━━━━━ Extrait choisi ━━━━━

LA COUR DE CASSATION, DEUXIÈME CHAMBRE CIVILE, a rendu l'arrêt suivant :
Sur le moyen unique, pris en sa première branche :
Vu l'article 3 du décret n° 78-262 du 8 mars 1978 ;
Attendu, selon l'ordonnance attaquée, rendue par le premier président d'une cour d'appel (Chambéry, 22 juin 2010), que la société GM développement (la société) a contesté devant le président d'un tribunal de grande instance les émoluments réclamés par M. X..., notaire, au titre de son intervention dans le processus de vente à son profit d'un ensemble immobilier ; que le président ayant taxé à une certaine somme les honoraires dus au notaire par la société, celle-ci a interjeté appel de l'ordonnance en soutenant que l'acte préparé par le notaire du vendeur ne constituait pas un acte imparfait ouvrant droit à un émolument réduit de moitié en application de l'article 3 du décret du 8 mars 1978 mais un projet d'acte relevant des dispositions de l'article 4 de ce décret ;
Attendu que, pour taxer à la somme de 18 141, 14 euros les émoluments dus par la société à M.

━━━━━

# Sujet à traiter
Citez intégralement, sans la moindre modification, l'extrait de l'arrêt de la Cour de cassation. Le matériel présenté ensuite provient d'une source distincte.

━━━━━ Jeu de données ━━━━━

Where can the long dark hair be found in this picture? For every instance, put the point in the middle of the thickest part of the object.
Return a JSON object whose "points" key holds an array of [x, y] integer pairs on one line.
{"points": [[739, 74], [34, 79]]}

━━━━━

# Réponse rédigée
LA COUR DE CASSATION, DEUXIÈME CHAMBRE CIVILE, a rendu l'arrêt suivant :
Sur le moyen unique, pris en sa première branche :
Vu l'article 3 du décret n° 78-262 du 8 mars 1978 ;
Attendu, selon l'ordonnance attaquée, rendue par le premier président d'une cour d'appel (Chambéry, 22 juin 2010), que la société GM développement (la société) a contesté devant le président d'un tribunal de grande instance les émoluments réclamés par M. X..., notaire, au titre de son intervention dans le processus de vente à son profit d'un ensemble immobilier ; que le président ayant taxé à une certaine somme les honoraires dus au notaire par la société, celle-ci a interjeté appel de l'ordonnance en soutenant que l'acte préparé par le notaire du vendeur ne constituait pas un acte imparfait ouvrant droit à un émolument réduit de moitié en application de l'article 3 du décret du 8 mars 1978 mais un projet d'acte relevant des dispositions de l'article 4 de ce décret ;
Attendu que, pour taxer à la somme de 18 141, 14 euros les émoluments dus par la société à M.